### [Bacaan yang Diberikan]
Aksi penolakan terhadap Rancangan Undang-Undang Overdimension Overloading (RUU ODOL) bergema serentak di berbagai daerah pada 19 Juni 2025. Ribuan sopir truk dari Bandung, Trenggalek, hingga Surabaya turun ke jalan memarkir armada mereka sebagai bentuk protes terhadap kebijakan yang dinilai menyengsarakan. Korps Lalu Lintas (Korlantas) mengungkapkan kalau saat ini masih di tahap sosialisasi dengan para sopir.
Selain menolak pemberlakuan aturan ODOL secara penuh pada 2026, massa juga menuntut pemberantasan premanisme jalanan. Serta revisi UU Lalu Lintas Jalan Nomor 22 Tahun 2009.
Truk ODOL merujuk pada kendaraan angkutan barang yang kelebihan dimensi atau muatan melebihi ketentuan. Operasional truk ODOL dinilai membahayakan keselamatan dan merusak infrastruktur jalan, membuat pemerintah harus mengeluarkan Rp41 triliun per tahun untuk perbaikan. Pemerintah pun meluncurkan program Zero ODOL demi meningkatkan keselamatan, efisiensi logistik, dan menjaga ketahanan infrastruktur nasional.
Kepala Bagian Operasi Korlantas Polri, Kombes Aris Syahbudin, menyatakan bahwa penolakan ini merupakan bagian dari hak menyampaikan aspirasi yang dijamin negara. Ia menegaskan, penerapan Zero ODOL tidak serta-merta berlaku penuh pada 2026, melainkan melalui tiga tahapan, yakni sosialisasi, peringatan, dan penegakan hukum. Saat ini masih dalam tahap sosialisasi, termasuk pendataan kendaraan dan pemiliknya.

### [Data yang Disediakan]
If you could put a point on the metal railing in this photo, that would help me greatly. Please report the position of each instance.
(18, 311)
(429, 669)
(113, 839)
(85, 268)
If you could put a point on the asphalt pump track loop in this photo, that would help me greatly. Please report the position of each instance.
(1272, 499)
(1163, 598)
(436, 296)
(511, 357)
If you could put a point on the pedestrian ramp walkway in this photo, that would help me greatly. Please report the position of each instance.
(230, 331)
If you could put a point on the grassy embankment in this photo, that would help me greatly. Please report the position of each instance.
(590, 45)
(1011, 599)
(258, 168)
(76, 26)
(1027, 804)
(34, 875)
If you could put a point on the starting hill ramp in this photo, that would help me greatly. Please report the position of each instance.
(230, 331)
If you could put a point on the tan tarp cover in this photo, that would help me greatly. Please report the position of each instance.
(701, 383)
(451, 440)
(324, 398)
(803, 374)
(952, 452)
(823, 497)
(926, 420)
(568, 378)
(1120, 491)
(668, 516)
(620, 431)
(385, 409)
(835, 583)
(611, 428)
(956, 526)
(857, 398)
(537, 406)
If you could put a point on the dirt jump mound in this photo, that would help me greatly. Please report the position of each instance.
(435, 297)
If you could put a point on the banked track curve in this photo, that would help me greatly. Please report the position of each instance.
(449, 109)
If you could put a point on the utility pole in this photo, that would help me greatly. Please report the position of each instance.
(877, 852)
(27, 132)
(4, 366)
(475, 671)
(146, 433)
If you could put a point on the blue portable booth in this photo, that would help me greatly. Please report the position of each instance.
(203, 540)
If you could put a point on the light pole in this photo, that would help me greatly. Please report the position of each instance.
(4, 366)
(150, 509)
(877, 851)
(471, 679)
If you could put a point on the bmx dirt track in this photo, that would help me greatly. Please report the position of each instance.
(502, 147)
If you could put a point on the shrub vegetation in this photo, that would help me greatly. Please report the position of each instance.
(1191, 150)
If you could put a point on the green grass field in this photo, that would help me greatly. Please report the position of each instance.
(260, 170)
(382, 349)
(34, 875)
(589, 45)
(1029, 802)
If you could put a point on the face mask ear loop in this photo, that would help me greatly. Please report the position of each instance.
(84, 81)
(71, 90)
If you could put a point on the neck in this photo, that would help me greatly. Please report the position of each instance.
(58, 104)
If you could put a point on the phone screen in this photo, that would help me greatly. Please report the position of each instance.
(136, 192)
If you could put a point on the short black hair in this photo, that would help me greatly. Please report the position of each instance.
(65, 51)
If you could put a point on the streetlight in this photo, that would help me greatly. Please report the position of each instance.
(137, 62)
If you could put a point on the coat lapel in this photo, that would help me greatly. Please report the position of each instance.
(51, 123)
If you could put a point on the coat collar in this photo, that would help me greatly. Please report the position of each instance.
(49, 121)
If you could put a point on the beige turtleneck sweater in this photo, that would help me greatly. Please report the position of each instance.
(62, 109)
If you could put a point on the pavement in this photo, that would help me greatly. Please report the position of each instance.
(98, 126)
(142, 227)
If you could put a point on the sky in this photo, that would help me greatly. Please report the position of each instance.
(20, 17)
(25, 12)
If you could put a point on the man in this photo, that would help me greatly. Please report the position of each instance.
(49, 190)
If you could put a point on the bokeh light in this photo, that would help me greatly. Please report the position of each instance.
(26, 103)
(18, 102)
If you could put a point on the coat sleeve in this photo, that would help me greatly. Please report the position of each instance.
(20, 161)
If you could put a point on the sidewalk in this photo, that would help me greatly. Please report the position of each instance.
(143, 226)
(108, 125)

### [Soal Singkat]
Tuliskan lanjutan bacaan mengenai aksi penolakan RUU ODOL, dimulai setelah kalimat terakhirnya. Item-item tersebut tidak diperlukan untuk mengerjakan tugas ini.

### [Hasil Pengerjaan]
Ia memastikan bahwa penindakan nantinya tidak hanya menyasar
sopir, tetapi juga pemilik armada, korporasi, hingga bengkel karoseri yang melakukan modifikasi ilegal.
“Sebenarnya, langkah ini justru untuk melindungi sopir. Banyak dari mereka yang terpaksa mengangkut muatan berlebih karena tekanan dari pemilik armada,” ujar Kombes Aris dikutip dari
Metro Siang Metro TV pada Jumat, 20 Juni 2025.
Kombes Aris juga menjelaskan, pelanggaran
overdimension diatur dalam Pasal 277 UU No. 22 Tahun 2009, dengan sanksi pidana satu tahun penjara dan denda maksimal Rp24 juta. Sedangkan pelanggaran
overloading dikenai sanksi kurungan dua bulan dan denda mulai dari Rp500 ribu hingga Rp2 juta tergantung pada persentase kelebihan muatan.
Menanggapi kekhawatiran sopir akan kehilangan pekerjaan, Kombes Aris menyebut justru banyak sopir yang merasa lebih nyaman, jika kendaraan tidak kelebihan muatan karena mereka tahu itu membahayakan diri sendiri dan pengguna jalan lainnya. Ia menambahkan bahwa pembayaran sopir berbasis tonase sering kali tidak sebanding dengan risiko yang mereka tanggung.
Selain itu, menjawab isu pungutan liar selama proses penertiban ODOL,
Polri menegaskan telah menyiapkan sistem pengawasan internal dan eksternal.
“Setiap penindakan nantinya akan sesuai SOP, ada pengawasan dari perwira, surat perintah, serta pengawasan dari Propam. Kami juga membuka kanal pengaduan masyarakat,” tegasnya.
Program Zero ODOL sendiri telah mengalami penundaan beberapa kali sejak 2016. Namun, dengan angka kecelakaan lalu lintas yang masih tinggi, sebanyak 26.800 korban jiwa tercatat sepanjang 2024. Pemerintah berkomitmen untuk mendorong reformasi logistik dan keselamatan
transportasi secara menyeluruh.
(Tamara Sanny)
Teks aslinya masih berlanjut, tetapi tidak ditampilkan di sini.